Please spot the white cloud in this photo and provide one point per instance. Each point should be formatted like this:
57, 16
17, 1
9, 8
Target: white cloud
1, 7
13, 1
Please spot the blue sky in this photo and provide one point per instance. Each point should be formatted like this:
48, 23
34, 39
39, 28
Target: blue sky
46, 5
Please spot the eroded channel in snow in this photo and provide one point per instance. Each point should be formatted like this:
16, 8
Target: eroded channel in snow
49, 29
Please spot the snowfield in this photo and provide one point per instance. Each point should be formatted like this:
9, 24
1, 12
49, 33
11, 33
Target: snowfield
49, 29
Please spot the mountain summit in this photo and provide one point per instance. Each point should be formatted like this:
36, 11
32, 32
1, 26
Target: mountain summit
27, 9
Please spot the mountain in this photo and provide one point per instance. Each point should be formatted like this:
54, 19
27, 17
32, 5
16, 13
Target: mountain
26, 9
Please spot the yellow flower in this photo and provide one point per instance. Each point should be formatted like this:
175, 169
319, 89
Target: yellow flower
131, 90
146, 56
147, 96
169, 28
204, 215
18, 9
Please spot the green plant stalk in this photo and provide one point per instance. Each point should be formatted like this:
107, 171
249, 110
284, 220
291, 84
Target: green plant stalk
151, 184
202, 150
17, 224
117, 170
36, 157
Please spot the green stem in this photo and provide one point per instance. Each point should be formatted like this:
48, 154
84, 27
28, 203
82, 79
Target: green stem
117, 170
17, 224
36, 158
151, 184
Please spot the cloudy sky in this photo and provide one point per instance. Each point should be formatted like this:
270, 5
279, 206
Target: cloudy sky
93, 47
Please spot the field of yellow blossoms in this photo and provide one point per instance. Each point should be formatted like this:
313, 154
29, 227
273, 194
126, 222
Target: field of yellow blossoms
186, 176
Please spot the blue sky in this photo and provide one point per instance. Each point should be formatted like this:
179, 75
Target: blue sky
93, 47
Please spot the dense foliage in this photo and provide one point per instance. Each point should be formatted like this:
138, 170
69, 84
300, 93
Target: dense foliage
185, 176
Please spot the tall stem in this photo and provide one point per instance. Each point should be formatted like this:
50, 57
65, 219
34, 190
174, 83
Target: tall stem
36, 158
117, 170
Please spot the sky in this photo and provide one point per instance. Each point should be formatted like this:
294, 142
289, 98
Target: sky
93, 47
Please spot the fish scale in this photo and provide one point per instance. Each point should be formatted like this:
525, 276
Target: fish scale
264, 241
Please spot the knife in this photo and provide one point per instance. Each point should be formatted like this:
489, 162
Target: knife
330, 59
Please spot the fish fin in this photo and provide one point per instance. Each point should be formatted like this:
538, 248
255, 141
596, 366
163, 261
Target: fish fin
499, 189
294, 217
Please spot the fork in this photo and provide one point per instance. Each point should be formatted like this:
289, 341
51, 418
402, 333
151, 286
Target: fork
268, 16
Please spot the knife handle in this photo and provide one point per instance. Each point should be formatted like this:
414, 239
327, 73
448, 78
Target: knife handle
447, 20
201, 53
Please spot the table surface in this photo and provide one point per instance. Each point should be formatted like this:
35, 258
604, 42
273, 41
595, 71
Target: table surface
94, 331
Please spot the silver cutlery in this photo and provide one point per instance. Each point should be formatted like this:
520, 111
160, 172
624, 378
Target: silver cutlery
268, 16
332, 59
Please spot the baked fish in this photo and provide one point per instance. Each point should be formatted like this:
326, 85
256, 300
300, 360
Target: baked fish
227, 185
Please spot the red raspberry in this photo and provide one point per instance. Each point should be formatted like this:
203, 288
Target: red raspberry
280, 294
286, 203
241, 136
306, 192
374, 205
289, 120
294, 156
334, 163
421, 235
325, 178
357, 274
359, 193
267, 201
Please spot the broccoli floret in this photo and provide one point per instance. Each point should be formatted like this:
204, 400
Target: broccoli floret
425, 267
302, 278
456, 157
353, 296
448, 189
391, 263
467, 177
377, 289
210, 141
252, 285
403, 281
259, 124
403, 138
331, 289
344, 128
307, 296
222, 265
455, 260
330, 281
__________
▸ **REQUIREMENT**
Your answer should be the lines from the one containing "Please spot the broccoli" through the end of the records, both included, output exactly and with nothing added.

▸ **SOLUTION FOR THIS TASK**
Please spot the broccoli floret in this photo and provide one point per instance. Each point should be formatted like this:
204, 400
Target: broccoli floret
425, 267
302, 278
456, 157
353, 296
448, 189
391, 263
467, 177
377, 289
210, 141
252, 285
403, 281
259, 124
403, 138
331, 289
344, 128
307, 296
222, 265
455, 260
330, 281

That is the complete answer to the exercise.